■ **TEXTE FOURNI**:
╭──

Le principe est posé par l’article 1109 du Code civil que le consentement doit être libre et non vicié [23]. La violence qui est visée par cet article comme pouvant altérer le consentement est définie par l’article 1112 du même code : « Il y a violence lorsqu’elle est de nature à faire impression sur une personne raisonnable, et qu’elle peut lui inspirer la crainte d’exposer sa personne ou sa fortune à un mal considérable et présent ». Le vice de violence apparaît ainsi constitué par une contrainte qui altère la liberté du consentement. Il a été relevé que « de tous les vices du consentement, la violence pourrait être le plus adapté au travail salarié. Non pas tant en raison du lien juridique de subordination qui caractérise ce dernier que de la dépendance économique dans laquelle est généralement placé le salarié pour lequel la rémunération du travail est une nécessité indiscutable » [24].
Mais le seul état de contrainte ne suffit pas à caractériser la violence. « Pour que la contrainte économique qui pèse sur le salarié soit assimilée à un vice de violence, le salarié doit démontrer qu’une menace économique pèse sur lui et que l’employeur en a profité pour obtenir un accord déséquilibré » [25]. La reconnaissance de la violence comme vice du consentement suppose donc un rôle actif de l’employeur, qui doit explicitement user de la menace pour extorquer l’accord.
Par un arrêt remarqué du 3 avril 2002 rendu à l’occasion du contentieux suscité par une cession par une salariée de ses droits d’auteur à son employeur, dans un contexte de compression du personnel au sein de l’entreprise , la 1ère Chambre civile de la Cour de cassation a précisé que « seule l’exploitation abusive d’une situation de dépendance économique, faite pour tirer profit de la crainte d’un mal menaçant directement les intérêts légitimes de la personne, peut vicier de violence son consentement » [26] .
La Cour de cassation n’a donc pas suivi les juges d’appel qui avaient considéré que l’abus résidait « non pas dans le comportement ou la psychologie de l’employeur, ni même dans la menace plus ou moins directe d’une intégration dans un plan de licenciement économique, mais dans le déséquilibre contractuel manifeste affectant la convention » [27].
L’affirmation par la Cour de cassation de la nécessité de mettre en exergue les agissements de l’employeur pour que soit caractérisée la violence économique n’a pas convaincu tout le monde, à commencer par l’annotateur de l’arrêt dans la revue Dalloz. « Lorsqu’il existe un déséquilibre de puissance économique manifeste entre deux parties contractantes et un déséquilibre contractuel symétrique et tout aussi manifeste entre les droits et obligations réciproques, il serait juste de présumer que le second a pour cause efficiente le premier, sans exiger d’autre preuve à la charge du cocontractant économiquement faible. A la partie économiquement puissante, en l’espèce l’employeur, de prouver que, contrairement aux apparences, la disproportion avérée des prestations s’explique par une raison légitime » [28].

╰──

■ **TRAVAIL À FAIRE**:
Rédigez la suite du texte consacré à la violence économique comme vice du consentement du salarié, en reprenant après sa dernière phrase.

■ **EXTRAIT DE DONNÉES**:
╭──

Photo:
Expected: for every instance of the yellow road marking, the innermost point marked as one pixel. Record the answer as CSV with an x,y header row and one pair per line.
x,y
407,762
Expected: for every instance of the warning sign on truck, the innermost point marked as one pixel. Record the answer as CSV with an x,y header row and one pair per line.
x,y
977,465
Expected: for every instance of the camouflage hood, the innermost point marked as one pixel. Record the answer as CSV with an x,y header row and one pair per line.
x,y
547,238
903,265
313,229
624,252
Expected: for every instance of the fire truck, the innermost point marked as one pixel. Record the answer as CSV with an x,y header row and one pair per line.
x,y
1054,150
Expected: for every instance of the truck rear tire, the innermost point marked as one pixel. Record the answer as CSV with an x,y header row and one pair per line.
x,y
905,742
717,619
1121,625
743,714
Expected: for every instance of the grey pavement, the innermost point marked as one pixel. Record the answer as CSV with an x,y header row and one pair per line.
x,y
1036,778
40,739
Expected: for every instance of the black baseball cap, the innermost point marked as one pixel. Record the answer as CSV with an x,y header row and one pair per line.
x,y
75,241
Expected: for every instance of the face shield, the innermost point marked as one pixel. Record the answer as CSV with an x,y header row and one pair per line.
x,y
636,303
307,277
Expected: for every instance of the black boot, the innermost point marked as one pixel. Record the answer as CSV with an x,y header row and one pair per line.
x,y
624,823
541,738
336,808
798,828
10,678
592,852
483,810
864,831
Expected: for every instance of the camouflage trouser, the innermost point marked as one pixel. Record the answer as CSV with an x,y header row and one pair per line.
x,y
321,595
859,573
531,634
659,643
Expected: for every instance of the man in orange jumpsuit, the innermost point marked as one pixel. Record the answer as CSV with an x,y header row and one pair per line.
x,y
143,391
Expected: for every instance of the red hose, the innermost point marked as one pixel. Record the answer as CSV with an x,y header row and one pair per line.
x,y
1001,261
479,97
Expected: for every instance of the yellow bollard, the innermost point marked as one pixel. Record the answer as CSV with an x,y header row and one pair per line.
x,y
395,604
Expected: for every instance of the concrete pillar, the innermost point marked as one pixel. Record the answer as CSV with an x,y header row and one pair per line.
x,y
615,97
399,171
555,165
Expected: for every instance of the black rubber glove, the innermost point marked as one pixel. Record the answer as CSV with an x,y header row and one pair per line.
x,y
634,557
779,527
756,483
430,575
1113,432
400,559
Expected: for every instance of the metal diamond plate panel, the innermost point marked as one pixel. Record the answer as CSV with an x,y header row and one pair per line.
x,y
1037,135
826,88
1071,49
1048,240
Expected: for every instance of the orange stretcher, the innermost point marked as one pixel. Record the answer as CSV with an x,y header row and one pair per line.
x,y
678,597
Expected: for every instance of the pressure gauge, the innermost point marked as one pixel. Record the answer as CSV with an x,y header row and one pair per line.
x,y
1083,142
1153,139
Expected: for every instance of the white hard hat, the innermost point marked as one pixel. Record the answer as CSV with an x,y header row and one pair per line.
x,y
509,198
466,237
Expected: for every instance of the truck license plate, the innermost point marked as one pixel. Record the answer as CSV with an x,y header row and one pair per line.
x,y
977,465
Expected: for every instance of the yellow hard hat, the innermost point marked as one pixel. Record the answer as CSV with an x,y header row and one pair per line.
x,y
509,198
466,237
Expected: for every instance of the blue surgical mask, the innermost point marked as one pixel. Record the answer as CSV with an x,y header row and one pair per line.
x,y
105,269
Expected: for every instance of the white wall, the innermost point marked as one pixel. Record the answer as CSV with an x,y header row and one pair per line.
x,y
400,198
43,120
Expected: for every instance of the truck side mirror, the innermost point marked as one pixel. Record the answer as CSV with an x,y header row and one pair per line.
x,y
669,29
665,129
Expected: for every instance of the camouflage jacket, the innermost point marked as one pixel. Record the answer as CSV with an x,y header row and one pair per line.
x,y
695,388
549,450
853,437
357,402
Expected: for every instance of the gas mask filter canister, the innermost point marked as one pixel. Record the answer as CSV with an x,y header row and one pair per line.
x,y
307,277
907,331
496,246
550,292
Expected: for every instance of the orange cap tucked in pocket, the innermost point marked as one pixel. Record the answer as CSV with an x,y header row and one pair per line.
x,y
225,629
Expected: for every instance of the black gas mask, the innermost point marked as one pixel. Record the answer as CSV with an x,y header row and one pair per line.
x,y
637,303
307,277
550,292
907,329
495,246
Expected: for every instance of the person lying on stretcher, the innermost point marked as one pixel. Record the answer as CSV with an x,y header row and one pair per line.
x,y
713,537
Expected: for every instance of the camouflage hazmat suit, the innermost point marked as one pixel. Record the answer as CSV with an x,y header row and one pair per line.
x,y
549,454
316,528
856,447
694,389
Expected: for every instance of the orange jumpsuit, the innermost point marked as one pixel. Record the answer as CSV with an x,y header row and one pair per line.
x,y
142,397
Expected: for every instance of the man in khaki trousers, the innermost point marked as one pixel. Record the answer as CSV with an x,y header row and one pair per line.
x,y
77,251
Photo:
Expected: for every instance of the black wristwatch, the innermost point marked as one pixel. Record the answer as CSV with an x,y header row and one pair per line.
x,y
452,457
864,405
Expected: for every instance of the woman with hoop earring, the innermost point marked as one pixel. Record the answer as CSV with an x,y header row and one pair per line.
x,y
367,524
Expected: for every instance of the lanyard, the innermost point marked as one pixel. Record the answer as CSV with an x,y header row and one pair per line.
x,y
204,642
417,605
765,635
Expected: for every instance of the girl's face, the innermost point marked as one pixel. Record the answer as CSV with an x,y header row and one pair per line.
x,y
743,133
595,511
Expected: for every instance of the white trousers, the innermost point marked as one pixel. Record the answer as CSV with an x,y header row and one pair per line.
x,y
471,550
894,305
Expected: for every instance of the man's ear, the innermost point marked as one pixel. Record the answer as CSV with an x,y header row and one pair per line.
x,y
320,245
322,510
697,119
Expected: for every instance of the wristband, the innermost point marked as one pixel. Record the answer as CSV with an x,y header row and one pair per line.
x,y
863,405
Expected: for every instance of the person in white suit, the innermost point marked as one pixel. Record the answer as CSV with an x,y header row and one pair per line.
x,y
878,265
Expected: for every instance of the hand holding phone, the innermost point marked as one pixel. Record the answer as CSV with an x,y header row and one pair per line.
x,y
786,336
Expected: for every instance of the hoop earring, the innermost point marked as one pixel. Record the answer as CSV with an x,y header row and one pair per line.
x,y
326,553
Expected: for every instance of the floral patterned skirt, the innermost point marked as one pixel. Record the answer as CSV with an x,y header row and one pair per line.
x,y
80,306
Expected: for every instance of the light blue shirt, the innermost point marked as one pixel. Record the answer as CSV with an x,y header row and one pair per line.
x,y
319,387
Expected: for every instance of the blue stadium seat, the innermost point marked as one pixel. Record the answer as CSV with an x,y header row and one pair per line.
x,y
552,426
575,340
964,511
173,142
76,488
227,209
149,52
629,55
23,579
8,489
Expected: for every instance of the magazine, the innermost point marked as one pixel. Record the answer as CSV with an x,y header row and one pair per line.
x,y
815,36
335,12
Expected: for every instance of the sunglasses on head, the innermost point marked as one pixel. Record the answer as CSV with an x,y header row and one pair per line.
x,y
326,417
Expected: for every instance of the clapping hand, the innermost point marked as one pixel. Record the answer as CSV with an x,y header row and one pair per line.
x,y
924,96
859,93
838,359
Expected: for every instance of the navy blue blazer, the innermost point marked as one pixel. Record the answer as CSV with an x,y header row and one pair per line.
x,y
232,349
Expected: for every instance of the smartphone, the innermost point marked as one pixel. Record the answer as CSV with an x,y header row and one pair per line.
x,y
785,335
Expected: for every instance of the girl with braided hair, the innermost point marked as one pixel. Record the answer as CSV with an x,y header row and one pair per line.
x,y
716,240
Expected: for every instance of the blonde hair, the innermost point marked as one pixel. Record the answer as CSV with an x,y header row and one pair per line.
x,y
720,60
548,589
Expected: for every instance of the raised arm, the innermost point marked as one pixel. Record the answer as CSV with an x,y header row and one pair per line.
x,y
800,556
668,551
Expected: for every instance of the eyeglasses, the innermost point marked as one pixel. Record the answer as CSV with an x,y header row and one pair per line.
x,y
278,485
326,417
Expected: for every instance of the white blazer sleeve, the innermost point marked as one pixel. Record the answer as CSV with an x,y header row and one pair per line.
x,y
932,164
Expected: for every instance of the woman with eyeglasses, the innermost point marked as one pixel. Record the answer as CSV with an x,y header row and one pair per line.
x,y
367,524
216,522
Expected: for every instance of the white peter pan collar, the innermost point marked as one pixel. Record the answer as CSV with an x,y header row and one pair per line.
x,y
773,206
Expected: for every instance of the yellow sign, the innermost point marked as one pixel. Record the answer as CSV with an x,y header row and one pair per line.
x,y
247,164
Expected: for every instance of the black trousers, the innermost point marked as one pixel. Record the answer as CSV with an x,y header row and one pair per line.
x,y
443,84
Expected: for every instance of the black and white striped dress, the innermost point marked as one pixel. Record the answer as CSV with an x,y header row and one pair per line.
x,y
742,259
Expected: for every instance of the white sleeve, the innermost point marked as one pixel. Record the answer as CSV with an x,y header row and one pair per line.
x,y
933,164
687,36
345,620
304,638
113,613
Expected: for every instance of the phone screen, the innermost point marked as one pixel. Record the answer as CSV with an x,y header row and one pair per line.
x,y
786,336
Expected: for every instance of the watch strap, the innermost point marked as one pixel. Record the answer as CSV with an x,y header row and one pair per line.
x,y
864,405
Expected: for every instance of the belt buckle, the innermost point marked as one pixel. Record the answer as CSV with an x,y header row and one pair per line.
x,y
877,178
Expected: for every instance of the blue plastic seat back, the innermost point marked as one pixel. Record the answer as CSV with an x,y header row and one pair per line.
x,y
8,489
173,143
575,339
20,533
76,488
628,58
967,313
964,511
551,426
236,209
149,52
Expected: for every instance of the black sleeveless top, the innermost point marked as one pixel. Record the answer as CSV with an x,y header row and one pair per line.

╰──

■ **RÉPONSE RÉDIGÉE**:
Mais il est fortement probable que la Cour de cassation persiste dans son refus de qualifier de violence la situation de contrainte économique conduisant celui qui offre sa force de travail à accepter le salaire fixé par l’employeur au moment de la formation du contrat. Il n’y a nul besoin que soit explicitement agitée la menace du maintien au chômage pour inciter à l’acceptation du prix proposé. Tout est alors dans l’implicite. Cela se passe d’une manière tout à fait civilisée. Y voir de la violence constituerait une critique radicale de l’illusion de liberté mis en scène par le contrat de travail. Il suffit de veiller à ce que l’échange des volontés s’opère le plus civilement possible, sans haussement de ton. « L’échange, c’est-à-dire la circulation des marchandises, suppose que les échangistes se reconnaissent mutuellement comme propriétaires. Cette reconnaissance, qui apparaît sous la forme d’une conviction interne ou de l’impératif catégorique, est le maximum concevable auquel peut se hisser une société de production marchande » [29].
Abandonnons donc la théorie de la violence et laissons le contrat assumer fièrement sa fonction de faire en sorte que « le rapport d’exploitation se réalise formellement comme rapport entre deux propriétaires de marchandises « indépendants » et « égaux », dont l’un le prolétaire, vend sa force de travail et l’autre, le capitaliste, achète celle-ci » [30].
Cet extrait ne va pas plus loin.